Problem
The reward scoring pipeline processes only ~7 episodes on bootstrap and then goes permanently idle, leaving the vast majority of traces unscored. On a 43 MB database with 3,600 traces, only 45 (1.3%) had r_human scores before fixing.
Root Cause
Three interacting bugs in memory-core.ts:
1. episodeRewardIsDirty() excludes abandoned episodes (line ~1274)
The dirty-check condition only matches episodes with closeReason === "finalized" or recoveryReason === "missed_session_end". But 219 of 224 closed episodes had closeReason: "abandoned", so they silently failed the dirty check on every bootstrap scan.
2. No polling fallback after bootstrap
autoRescoreDirtyClosedEpisodes() is called once during init() and never again. After bootstrap completes, the daemon bridge sits permanently idle with no mechanism to retry missed episodes.
3. Two-bridge isolation (contributing factor)
The viewer daemon bridge (--daemon) and JSON-RPC bridge (--no-viewer) are separate processes with separate in-memory event buses. New captures flow through the JSON-RPC bridge's pipeline; the daemon's reward subscriber never sees those events. The daemon only activates its own pipeline during init().
Why exactly 7 episodes got scored?
Those 7 were open episodes with traces at init-time, processed by recoverOpenEpisodesAsSessionEnd() as "stale." All 219 closed abandoned episodes were silently excluded.

__Recorded data__
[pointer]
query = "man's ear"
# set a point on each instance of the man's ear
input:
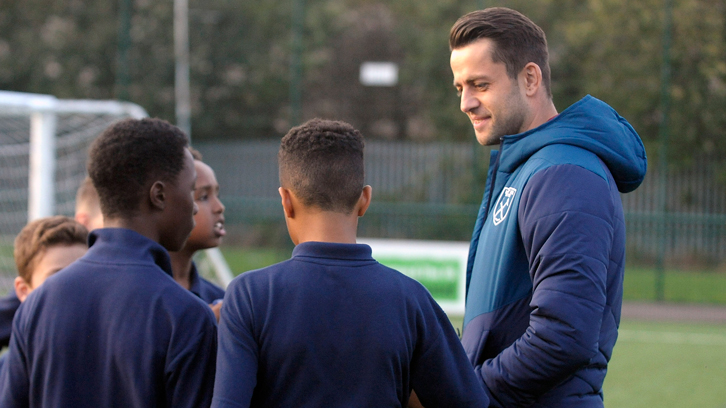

__Prompt__
Reproduce the passage from the reward scoring pipeline bug report word for word, beginning with "The viewer daemon" and ending after "were silently excluded.".

__Solution to the problem__
The viewer daemon bridge (--daemon) and JSON-RPC bridge (--no-viewer) are separate processes with separate in-memory event buses. New captures flow through the JSON-RPC bridge's pipeline; the daemon's reward subscriber never sees those events. The daemon only activates its own pipeline during init().
Why exactly 7 episodes got scored?
Those 7 were open episodes with traces at init-time, processed by recoverOpenEpisodesAsSessionEnd() as "stale." All 219 closed abandoned episodes were silently excluded.